**Page text:**
= Beginning of Section =

Africa

Cocoa farmers: A mirror to Ivory Coast's divisions

A Baoule farmer gathers cocoa beans on 17 November 2010
Image caption Farmers in the Ivory Coast grow most of the world's cocoa beans

Ivory Coast's cocoa farmers hold the country's future in their hands in Sunday's presidential run-off.

The preferred candidate of the central Baoule ethnic group was eliminated in the first round of voting, leaving the farmers playing the role of king makers.

Tension is high in the centre-west region where many of the Baoule farmers live as migrant workers, currently harvesting cocoa for chocolate.

Meanwhile leaflets calling for migrants to be driven off the land have been widely circulated - inflaming tensions after the first round of voting on 31 October.

"To vote, it's not easy at all," said Ahoutro Kouassi, a Baoule tribal chief in the town of Gagnoa, the home town of President Laurent Gbagbo.

"If you haven't accepted to vote how they say, they beat you up around the corner."

Rural rivalry

Sunday's vote sees Mr Gbagbo take on former IMF economist Alassane Ouattara, in a run-off intended to reunite the country eight years after a civil war.

The stakes are high and the contest is getting personal with each side accusing the other of being responsible for the coups and conflicts of the past 11 years, which left the New Forces rebel group in control of the north.

Sunday's battle between Mr Ouattara and Mr Gbagbo has strong fault lines; respectively, north v south, Muslim v Christian, economist v historian, liberal v socialist and technocrat v populist.

Disputed elections could see the emergence of the violent street protests seen at the height of the civil war.

But a peaceful outcome would pave the way for resurgence in economic growth, in a country that was once known as the economic miracle of West Africa.

The central Baoule farmers - from the country's largest ethnic group - voted massively for one of their own in the first round - former President Henri Konan Bedie.

But he came in third with 25% of the vote and is now calling on his supporters to vote for Mr Ouattara.

In the centre-west, Baoule cocoa farmers work alongside northerners and foreigners, who have all migrated to the area to farm land traditionally owned by the original inhabitants of the area, Mr Gbagbo's Bete ethnic group.

This creates tensions as migrant communities are likely to support Mr Ouattara, who hails from the north, and the original inhabitants of the area who generally vote for President Gbagbo.

There is little protection in the rural villages far from the eyes of the Ivorian police and the 8,000-plus UN peacekeepers in the country.

Footballers urge peace

"We need to ask people to be calm and not to make any threats so that things can be more peaceful," said Emile Kambou, who works for Ivorian Human Rights Movement (MIDH) in Gagnoa.

They are calling on the authorities to beef up security in the cocoa belt for this weekend's election.

= End of Section =

**Excerpted records:**
= Beginning of Section =

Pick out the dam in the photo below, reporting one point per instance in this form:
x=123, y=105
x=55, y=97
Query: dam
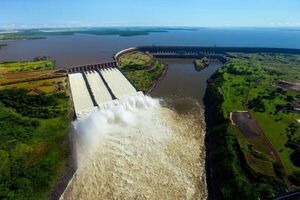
x=96, y=85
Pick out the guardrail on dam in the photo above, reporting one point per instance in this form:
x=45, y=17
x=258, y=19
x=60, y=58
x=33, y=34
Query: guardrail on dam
x=96, y=85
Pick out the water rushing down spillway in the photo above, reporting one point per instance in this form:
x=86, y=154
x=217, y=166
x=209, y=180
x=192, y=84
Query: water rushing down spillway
x=94, y=88
x=80, y=93
x=98, y=88
x=138, y=149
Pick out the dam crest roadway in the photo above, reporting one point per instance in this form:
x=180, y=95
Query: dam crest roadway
x=95, y=86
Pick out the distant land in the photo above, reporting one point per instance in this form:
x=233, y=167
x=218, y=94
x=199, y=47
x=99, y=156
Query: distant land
x=22, y=34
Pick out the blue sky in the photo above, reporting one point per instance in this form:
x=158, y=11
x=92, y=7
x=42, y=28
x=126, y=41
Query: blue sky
x=188, y=13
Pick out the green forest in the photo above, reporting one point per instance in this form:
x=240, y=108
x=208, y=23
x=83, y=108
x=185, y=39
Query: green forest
x=250, y=83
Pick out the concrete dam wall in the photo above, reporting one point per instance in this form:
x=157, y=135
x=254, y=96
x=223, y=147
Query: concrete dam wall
x=96, y=87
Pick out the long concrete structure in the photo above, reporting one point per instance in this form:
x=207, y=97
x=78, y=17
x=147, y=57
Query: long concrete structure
x=96, y=85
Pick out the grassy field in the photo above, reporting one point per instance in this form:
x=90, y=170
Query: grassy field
x=142, y=69
x=47, y=86
x=2, y=45
x=248, y=82
x=36, y=64
x=34, y=124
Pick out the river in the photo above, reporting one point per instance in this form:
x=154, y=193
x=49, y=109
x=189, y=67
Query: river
x=145, y=148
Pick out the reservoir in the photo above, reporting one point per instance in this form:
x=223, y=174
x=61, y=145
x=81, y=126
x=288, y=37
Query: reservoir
x=145, y=148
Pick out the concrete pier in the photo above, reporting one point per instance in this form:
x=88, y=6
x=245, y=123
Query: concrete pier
x=95, y=85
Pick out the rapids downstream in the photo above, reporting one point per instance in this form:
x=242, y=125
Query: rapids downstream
x=139, y=148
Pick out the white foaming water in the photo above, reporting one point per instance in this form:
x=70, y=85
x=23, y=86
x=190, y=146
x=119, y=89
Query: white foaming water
x=138, y=149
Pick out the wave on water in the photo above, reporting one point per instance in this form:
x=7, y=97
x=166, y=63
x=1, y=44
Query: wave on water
x=139, y=149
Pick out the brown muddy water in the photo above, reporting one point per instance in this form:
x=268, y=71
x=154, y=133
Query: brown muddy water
x=145, y=147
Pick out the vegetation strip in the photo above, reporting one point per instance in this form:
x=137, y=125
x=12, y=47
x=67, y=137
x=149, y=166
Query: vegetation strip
x=236, y=161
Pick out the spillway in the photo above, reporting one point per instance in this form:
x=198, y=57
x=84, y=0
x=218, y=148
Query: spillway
x=81, y=97
x=99, y=90
x=95, y=88
x=118, y=83
x=132, y=147
x=138, y=149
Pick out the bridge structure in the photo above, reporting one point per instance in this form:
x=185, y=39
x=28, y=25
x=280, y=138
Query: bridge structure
x=195, y=52
x=96, y=85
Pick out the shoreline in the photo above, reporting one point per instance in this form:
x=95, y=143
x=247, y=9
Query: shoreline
x=70, y=165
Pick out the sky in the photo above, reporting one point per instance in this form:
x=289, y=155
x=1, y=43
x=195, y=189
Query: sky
x=185, y=13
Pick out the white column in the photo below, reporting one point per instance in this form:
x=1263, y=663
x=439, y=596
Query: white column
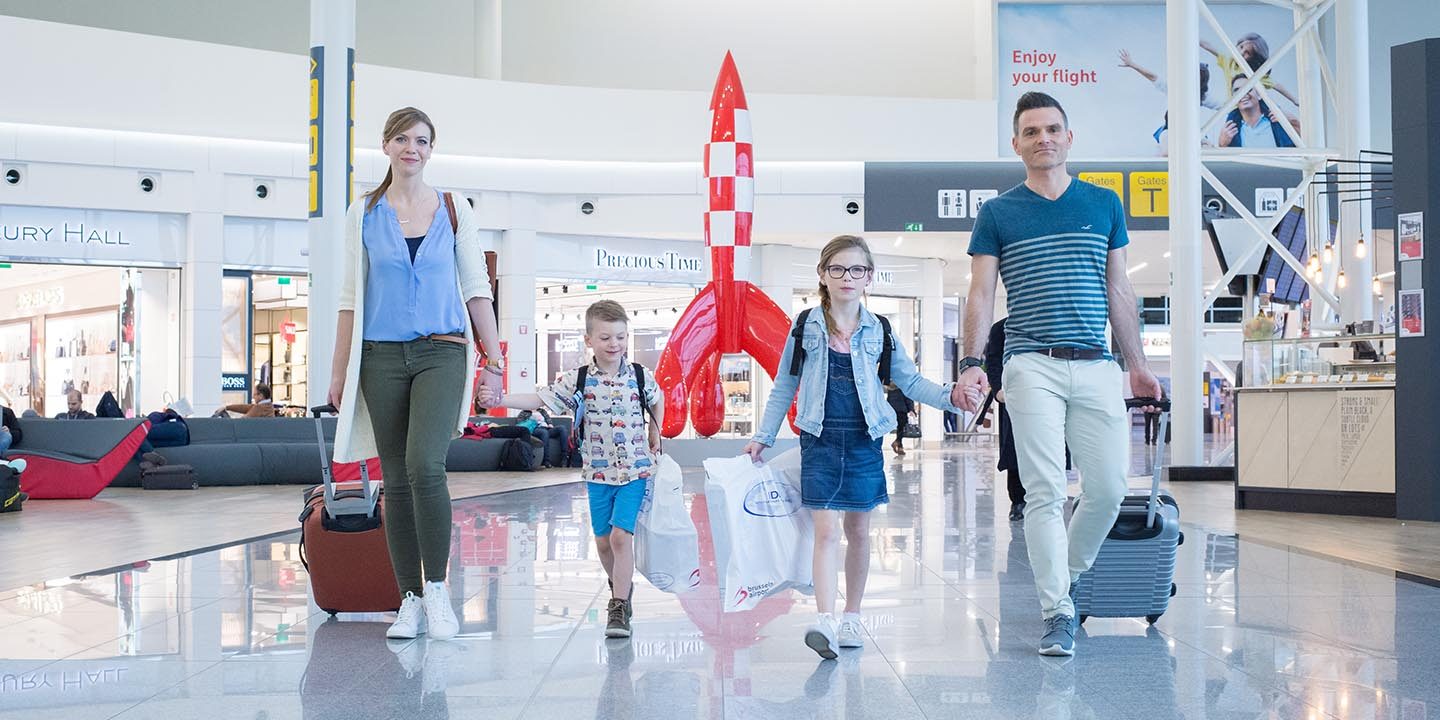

= End of Section =

**Tasks to perform:**
A. Quote the passage of the cocoa farmers article that begins with the words "The central Baoule farmers" and ends with "for Mr Ouattara.".
B. Extend the article about Ivory Coast's cocoa farmers past its last sentence.
The entries have no connection to the article on Ivory Coast's cocoa farmers.

**Your responses:**
A.
The central Baoule farmers - from the country's largest ethnic group - voted massively for one of their own in the first round - former President Henri Konan Bedie.

But he came in third with 25% of the vote and is now calling on his supporters to vote for Mr Ouattara.

B.
For now, intimidation has mainly been verbal, but MIDH confirm two Baoule farmers were beaten up and needed to be hospitalised. The farmers have since fled to their home region.

"I hope that both presidential candidates will encourage their supporters to respect the right of all Ivorians to choose their leader without fear of intimidation or reprisal," said former Ghanaian President John Kufuor, who heads an election mission from the Carter Center.

Ivory Coast's football stars have also got involved, with Didier Drogba, Yaya and Kolo Toure and Gervinho calling for peaceful elections.

The Baoule make up around 23% of the population and their traditional region lies in the centre of the country, particularly around the Ivorian capital Yamoussoukro.

Ivory Coast's first President Felix Houphouet-Boigny was a cocoa-farming Baoule chief who made Yamoussoukro, his home town, the capital in 1983.

After Houphouet-Boigny's death in 1993, Mr Bedie, also a Baoule, became president until he was overthrown in a coup in 1999.

Mr Ouattara promises that if he is elected president on Sunday, Mr Bedie, 76, would be his "boss" and that he would immediately start governing from Yamoussoukro, until now a capital in name only.

Both candidates are fighting hard to secure the Baoule vote.

In the last couple of weeks, Mr Ouattara held a political rally in the capital with about 2,000 Baoule chiefs and paid his respects at the tomb of Houphouet-Boigny.

Mr Gbagbo followed with a political rally in Sakassou, home to the Baoule's traditional queen mother, along with 2,500 tribal chiefs from the Akan people, a larger ethnic grouping that encompasses the Baoule.

"Each side is trying to gain the Baoule camp for their own," said George Kouame, a Baoule man shopping at one of the main markets in Yamoussoukro.

"We don't have a problem with Bedie calling on us to vote Ouattara, but this a democracy and everyone will chose for themselves," he said.